=== TEXTE DU DOCUMENT ===
###
Les défenseurs de la mesure espéraient la création de 700.000 emplois. Or selon la DARES, le service statistique du Ministère du Travail : entre 1998 et 2002, les dispositifs de réduction du temps de travail auraient permis de créer ou préserver 350 000 emplois. Par ailleurs, le dispositif coûterait 12 milliards d'euros par an aux finances publiques à cause des compensations aux entreprises, selon un rapport du Conseil d’analyse économique. Enfin, la mesure est envisageable "si les entreprises font des gains de productivité. Or, avec la crise, les entreprises sont en difficulté. Il faudrait probablement revoir ce seuil", estime Bruno Jérôme.
• Pourquoi pas 37 heures? Le seuil des 36 heures fédère très peu de soutiens, subissant les mêmes critiques que les 35 heures. En revanche, le président du Nouveau Centre, Hervé Morin, est un fervent partisan des 37 heures. "Je veux faire en sorte que nous nous retroussions tous les manches pour travailler un peu plus et faire en sorte que notre pays puisse retrouver rapidement à la fois l'équilibre budgétaire et la prospérité", avait défendu le centriste pendant la présidentielle. Mais les défenseurs des 35 heures y voient un risque pour l'emploi. Et pour beaucoup d'autres experts, le seuil est encore trop bas.
Manuel Valls, soutien des 39 heures
• Pourquoi pas 39 heures? Le seuil de 38 heures ne réunit pas beaucoup de soutiens non plus. Celui de 39, en revanche, beaucoup plus, dont celui notable de l'actuel ministre de l'Intérieur : Manuel Valls. "Est-ce que, dans le monde tel qu'il est aujourd'hui - avec la concurrence que nous connaissons -, nous pouvons nous permettre d'être sur des idées des années 1970, 1980, 1990 ? Non", avait-il soutenu sur Europe1 en janvier 2011.
Mais un tel bond n'est pas sans risque. "En passant de 35 à 39 heures, le salarié qui fait déjà des heures en plus ne se les verra plus payer en heures supplémentaires. Il perdra du pouvoir d’achat", avait à l'époque analysé Denis Clerc, éditorialiste à Alternatives économiques. "Et pour le salarié qui ne fait pas d’heure supplémentaire, il n’y a aucune raison qu’il travaille davantage. Si son entreprise ne lui demande pas d’effectuer d’heure supplémentaire, c’est que l’activité économique n’est pas suffisante", avait-il poursuivi.
"La révolution informatique ne s'est pas répercutée"
###
=== JEU DE DONNÉES ===
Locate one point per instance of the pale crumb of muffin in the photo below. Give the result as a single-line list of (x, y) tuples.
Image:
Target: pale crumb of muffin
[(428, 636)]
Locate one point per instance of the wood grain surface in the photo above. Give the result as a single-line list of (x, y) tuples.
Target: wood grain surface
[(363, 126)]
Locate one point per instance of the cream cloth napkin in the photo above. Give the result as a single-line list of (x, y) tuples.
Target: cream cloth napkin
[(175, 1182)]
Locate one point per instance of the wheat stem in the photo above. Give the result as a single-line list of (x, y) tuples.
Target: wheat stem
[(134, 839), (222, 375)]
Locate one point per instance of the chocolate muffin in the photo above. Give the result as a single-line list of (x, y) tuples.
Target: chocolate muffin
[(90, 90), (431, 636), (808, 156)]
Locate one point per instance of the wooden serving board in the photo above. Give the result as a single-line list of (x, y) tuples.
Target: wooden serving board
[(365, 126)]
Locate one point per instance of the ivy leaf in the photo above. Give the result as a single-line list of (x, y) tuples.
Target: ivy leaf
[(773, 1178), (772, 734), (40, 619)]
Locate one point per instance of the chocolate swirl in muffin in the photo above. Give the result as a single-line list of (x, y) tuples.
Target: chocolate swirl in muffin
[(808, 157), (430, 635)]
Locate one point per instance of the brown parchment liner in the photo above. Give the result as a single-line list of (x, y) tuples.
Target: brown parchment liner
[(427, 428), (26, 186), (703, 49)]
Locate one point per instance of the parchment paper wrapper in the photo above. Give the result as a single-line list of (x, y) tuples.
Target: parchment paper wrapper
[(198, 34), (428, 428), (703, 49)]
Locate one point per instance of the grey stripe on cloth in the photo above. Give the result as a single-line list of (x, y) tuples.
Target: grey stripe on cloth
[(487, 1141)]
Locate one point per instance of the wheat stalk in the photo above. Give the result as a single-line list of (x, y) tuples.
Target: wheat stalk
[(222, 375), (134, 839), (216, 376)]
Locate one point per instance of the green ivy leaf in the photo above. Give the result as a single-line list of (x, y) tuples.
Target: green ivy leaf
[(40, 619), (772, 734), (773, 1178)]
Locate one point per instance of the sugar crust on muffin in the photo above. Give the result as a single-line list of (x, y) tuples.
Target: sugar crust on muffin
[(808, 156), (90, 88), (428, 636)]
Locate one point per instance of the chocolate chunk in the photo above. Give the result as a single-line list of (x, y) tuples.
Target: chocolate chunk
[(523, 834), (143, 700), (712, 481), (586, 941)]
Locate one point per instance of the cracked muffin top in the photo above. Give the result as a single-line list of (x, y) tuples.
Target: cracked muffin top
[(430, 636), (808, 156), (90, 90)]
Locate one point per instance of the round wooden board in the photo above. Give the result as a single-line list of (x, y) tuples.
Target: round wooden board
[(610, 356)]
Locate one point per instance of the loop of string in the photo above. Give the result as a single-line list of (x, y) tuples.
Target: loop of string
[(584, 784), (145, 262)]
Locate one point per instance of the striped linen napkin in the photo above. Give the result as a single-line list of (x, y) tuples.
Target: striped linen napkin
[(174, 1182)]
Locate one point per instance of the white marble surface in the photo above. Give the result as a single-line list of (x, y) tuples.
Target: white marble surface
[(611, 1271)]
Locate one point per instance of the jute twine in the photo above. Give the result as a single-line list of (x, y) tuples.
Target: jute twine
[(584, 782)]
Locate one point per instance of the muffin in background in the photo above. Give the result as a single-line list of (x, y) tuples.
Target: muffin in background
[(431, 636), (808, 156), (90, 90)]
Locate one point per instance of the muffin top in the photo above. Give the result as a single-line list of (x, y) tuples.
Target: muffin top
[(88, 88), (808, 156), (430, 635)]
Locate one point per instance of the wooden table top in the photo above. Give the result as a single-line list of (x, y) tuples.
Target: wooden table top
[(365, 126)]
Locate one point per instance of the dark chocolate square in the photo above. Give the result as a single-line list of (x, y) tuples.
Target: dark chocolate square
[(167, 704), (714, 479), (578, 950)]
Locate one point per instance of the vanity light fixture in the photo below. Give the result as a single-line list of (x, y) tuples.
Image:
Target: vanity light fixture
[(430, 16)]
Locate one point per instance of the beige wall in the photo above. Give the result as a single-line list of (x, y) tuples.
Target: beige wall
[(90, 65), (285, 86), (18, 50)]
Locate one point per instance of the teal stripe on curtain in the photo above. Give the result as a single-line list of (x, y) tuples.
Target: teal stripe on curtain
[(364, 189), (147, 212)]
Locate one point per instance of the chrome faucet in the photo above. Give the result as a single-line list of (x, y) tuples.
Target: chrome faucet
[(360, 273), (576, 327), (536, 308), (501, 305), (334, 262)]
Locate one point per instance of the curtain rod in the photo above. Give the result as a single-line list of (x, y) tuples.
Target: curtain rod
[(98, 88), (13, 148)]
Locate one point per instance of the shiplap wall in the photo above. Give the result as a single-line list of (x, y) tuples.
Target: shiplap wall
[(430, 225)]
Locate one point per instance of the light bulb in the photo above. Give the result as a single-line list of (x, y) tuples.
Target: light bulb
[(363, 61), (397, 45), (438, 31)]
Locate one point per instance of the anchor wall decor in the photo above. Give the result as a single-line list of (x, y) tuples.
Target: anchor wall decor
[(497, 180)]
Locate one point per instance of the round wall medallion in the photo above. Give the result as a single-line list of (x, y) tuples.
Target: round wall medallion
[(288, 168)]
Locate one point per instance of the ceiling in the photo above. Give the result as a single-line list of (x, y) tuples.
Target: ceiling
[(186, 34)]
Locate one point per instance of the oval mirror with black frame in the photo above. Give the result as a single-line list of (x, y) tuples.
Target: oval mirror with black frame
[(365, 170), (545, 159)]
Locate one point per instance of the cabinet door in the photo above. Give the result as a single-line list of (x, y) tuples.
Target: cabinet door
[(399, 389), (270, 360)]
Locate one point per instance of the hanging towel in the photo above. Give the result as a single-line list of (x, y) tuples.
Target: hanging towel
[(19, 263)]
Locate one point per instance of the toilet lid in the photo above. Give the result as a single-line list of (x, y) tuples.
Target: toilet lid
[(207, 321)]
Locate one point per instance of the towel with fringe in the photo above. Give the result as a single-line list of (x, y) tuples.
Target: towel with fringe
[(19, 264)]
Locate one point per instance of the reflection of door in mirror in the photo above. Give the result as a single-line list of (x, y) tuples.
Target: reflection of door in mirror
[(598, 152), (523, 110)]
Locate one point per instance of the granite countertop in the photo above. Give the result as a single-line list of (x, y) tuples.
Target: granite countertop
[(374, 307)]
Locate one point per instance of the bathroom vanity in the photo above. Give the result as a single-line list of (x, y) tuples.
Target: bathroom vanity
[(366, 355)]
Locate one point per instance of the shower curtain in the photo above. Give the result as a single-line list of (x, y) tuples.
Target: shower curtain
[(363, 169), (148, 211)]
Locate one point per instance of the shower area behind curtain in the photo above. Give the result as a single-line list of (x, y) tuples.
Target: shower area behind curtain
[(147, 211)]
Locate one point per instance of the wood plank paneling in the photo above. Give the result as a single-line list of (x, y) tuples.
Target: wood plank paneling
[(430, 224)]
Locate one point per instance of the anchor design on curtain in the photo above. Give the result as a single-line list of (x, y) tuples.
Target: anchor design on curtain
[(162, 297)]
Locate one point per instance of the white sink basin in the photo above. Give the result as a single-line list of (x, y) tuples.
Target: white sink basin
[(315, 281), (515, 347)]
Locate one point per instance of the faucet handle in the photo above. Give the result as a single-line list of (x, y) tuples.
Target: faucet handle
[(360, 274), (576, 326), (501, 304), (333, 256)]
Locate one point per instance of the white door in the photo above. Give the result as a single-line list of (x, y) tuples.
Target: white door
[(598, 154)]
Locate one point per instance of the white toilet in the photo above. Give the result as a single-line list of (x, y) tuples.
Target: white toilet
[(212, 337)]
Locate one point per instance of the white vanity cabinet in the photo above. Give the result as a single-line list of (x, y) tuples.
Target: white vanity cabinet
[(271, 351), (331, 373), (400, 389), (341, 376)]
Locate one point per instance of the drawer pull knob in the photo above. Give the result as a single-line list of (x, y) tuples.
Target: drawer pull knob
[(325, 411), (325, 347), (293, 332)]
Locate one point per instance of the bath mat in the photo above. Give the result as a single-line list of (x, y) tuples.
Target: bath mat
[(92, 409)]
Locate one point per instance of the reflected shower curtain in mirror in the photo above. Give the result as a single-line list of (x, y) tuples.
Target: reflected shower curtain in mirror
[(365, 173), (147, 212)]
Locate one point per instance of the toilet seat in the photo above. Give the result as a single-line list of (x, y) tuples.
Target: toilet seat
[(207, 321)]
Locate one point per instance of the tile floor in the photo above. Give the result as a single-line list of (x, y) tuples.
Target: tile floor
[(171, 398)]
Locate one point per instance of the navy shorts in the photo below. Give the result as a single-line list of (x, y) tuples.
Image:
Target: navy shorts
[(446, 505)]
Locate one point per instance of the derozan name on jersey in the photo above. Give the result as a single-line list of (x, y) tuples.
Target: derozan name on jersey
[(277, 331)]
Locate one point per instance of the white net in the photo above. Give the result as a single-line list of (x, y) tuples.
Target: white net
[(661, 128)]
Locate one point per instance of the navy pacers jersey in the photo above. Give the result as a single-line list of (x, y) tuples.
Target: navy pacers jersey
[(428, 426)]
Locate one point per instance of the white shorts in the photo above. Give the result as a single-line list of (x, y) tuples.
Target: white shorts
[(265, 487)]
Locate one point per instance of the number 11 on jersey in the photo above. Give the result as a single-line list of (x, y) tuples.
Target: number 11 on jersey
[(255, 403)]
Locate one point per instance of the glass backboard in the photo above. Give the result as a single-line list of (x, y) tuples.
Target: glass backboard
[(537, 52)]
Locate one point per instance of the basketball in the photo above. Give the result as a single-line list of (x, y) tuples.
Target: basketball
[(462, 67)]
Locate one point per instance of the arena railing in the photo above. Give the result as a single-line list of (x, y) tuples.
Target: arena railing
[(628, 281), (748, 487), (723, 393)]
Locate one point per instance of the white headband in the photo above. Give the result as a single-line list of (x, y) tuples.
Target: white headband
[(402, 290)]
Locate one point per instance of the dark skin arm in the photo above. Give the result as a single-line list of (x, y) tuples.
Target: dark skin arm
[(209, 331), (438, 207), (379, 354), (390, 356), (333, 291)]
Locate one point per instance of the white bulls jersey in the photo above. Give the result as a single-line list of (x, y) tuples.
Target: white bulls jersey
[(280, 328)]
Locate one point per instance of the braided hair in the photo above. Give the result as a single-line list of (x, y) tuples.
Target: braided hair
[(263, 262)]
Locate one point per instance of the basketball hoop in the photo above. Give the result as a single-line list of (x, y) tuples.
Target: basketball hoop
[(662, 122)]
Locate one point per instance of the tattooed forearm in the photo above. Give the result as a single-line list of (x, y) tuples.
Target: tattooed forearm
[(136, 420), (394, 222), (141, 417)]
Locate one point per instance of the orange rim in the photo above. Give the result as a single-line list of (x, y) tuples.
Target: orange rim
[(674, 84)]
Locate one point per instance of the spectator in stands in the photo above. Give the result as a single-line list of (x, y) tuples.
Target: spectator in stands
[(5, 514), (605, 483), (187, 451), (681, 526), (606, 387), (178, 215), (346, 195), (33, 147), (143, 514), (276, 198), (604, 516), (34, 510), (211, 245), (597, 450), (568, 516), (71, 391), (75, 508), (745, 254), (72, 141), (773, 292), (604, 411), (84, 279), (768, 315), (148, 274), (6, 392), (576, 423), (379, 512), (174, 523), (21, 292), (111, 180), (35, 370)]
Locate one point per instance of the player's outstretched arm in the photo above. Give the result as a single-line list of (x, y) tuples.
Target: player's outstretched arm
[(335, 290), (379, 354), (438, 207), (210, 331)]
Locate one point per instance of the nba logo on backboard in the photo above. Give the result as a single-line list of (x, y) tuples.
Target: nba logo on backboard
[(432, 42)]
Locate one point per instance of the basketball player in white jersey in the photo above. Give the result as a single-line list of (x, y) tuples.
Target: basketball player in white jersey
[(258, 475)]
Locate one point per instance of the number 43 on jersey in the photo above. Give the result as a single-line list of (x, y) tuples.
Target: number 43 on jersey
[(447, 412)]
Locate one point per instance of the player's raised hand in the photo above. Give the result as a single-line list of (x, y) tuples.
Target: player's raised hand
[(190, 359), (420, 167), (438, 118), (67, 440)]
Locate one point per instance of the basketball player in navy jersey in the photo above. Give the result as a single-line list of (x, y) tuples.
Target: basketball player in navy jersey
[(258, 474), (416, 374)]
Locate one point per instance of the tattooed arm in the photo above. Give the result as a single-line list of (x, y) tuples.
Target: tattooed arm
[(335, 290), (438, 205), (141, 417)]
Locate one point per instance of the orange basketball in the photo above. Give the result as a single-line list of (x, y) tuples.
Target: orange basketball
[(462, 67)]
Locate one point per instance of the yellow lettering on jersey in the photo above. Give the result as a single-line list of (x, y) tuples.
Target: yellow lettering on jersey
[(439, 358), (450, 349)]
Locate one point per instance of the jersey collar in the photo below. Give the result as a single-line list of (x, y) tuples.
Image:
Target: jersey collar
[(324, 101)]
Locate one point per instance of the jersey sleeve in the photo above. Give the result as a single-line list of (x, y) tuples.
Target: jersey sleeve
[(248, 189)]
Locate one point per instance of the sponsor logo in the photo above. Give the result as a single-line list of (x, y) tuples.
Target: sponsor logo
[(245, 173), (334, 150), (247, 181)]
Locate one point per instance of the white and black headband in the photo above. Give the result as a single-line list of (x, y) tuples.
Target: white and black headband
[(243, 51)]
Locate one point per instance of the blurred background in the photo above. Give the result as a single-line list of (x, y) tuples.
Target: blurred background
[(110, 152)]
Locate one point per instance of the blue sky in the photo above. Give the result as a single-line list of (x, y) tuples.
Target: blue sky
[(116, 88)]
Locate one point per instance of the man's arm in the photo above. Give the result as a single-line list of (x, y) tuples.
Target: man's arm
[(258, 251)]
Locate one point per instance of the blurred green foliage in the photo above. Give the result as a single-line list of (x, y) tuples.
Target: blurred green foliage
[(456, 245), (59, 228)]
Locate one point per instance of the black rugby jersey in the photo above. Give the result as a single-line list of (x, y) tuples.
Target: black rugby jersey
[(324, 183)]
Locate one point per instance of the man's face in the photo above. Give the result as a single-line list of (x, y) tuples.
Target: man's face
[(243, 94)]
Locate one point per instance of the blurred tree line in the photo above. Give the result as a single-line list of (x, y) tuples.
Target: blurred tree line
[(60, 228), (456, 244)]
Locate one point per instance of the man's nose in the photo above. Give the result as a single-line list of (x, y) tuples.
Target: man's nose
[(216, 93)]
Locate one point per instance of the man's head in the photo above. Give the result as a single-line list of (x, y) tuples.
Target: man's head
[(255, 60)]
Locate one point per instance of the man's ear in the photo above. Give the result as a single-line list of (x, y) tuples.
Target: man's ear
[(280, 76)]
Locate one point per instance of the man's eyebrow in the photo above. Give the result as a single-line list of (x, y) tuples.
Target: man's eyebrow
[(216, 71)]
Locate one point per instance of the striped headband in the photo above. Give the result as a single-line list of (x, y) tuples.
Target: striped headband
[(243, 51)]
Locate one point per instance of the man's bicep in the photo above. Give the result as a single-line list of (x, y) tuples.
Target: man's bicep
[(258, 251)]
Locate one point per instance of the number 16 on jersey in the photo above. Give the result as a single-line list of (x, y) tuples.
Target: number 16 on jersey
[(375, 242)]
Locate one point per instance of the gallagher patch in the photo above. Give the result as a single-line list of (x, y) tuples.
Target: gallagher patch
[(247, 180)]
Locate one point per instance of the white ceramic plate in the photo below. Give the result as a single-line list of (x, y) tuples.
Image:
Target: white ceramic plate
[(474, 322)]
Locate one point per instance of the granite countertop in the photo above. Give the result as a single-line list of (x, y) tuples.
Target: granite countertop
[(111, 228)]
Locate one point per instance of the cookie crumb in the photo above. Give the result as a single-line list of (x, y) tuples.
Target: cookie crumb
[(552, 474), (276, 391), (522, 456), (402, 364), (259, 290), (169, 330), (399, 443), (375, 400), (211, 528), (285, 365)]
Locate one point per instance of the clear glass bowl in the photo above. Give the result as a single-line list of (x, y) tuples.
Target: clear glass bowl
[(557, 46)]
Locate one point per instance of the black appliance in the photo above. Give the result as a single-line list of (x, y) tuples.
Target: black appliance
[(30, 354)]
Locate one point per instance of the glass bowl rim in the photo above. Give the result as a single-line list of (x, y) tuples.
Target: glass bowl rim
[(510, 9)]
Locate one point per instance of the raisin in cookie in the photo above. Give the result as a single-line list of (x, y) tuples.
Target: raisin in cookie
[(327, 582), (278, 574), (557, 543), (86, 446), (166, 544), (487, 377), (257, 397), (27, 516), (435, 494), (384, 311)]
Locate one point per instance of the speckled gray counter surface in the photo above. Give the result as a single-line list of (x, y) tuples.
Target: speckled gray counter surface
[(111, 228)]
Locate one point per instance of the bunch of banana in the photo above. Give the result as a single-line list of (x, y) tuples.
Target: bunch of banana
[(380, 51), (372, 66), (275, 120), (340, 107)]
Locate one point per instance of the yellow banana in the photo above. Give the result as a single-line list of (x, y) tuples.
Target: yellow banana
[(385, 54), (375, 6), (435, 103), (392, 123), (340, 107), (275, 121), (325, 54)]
###
=== TRAVAIL À FAIRE ===
1. Recopiez fidèlement le passage du texte sur la durée du travail qui commence aux mots « Les défenseurs de la » et se termine après les mots « estime Bruno Jérôme. ».
2. Dressez la liste de toutes les personnes nommées dans le texte sur la durée du travail.
3. Rédigez la suite du texte sur la durée du travail à partir de l'endroit où il s'interrompt.

=== RÉPONSES DANS L'ORDRE ===
1.
Les défenseurs de la mesure espéraient la création de 700.000 emplois. Or selon la DARES, le service statistique du Ministère du Travail : entre 1998 et 2002, les dispositifs de réduction du temps de travail auraient permis de créer ou préserver 350 000 emplois. Par ailleurs, le dispositif coûterait 12 milliards d'euros par an aux finances publiques à cause des compensations aux entreprises, selon un rapport du Conseil d’analyse économique. Enfin, la mesure est envisageable "si les entreprises font des gains de productivité. Or, avec la crise, les entreprises sont en difficulté. Il faudrait probablement revoir ce seuil", estime Bruno Jérôme.

2. Bruno Jérôme, Hervé Morin, Manuel Valls, Denis Clerc

3.
• Plus de 39 heures, voire pas de seuil du tout? Pour l'économiste Bruno Jérôme, le seuil de 39 heures est "un minimum à mettre en place dans un premier temps. Il faudra ensuite se poser la question de l'au-delà". Le Medef, lui, est contre tout seuil fixé par la loi. Le syndicat des patrons plaide pour des accords entre syndicats et dirigeants dans chaque entreprise. Un tel système est à l'œuvre en Allemagne, où la durée maximale est toutefois fixée à 48 heures.
• 32 heures, une utopie? Dans son projet présidentiel, Europe-Ecologie-Les Verts (EELV) prônait le "'travailler mieux et moins' pour 'travailler tous'" et souhaitait aller vers les 32 heures. L'idée, qui provoque une véritable levée de fourches chez les libéraux, est pourtant théorisée depuis longtemps par l'économiste Pierre Larrouturou, ex-membre du PS. "La vraie cause du chômage, ce sont les gains de productivité colossaux enregistrés depuis les années 1970. Mécaniquement, si la révolution de l’informatique ne s’est pas répercutée sur une réduction du temps de travail, elle s’est convertie en destructions d’emplois", affirmait-il en novembre 2011 au site d'information de gauche Bastamag.net.
Pour l'économiste Bruno Jérôme, il faut refaire des simulations comme cela avait été fait en 2000. "Les économistes doivent au plus vite refaire des calculs. Je suis les choses depuis longtemps, et rien n'a été fait depuis 20 ans. Ce seuil de 35 ne veut plus dire grand-chose tant la situation a évolué. Le débat est relancé aujourd'hui, les experts doivent trancher rapidement."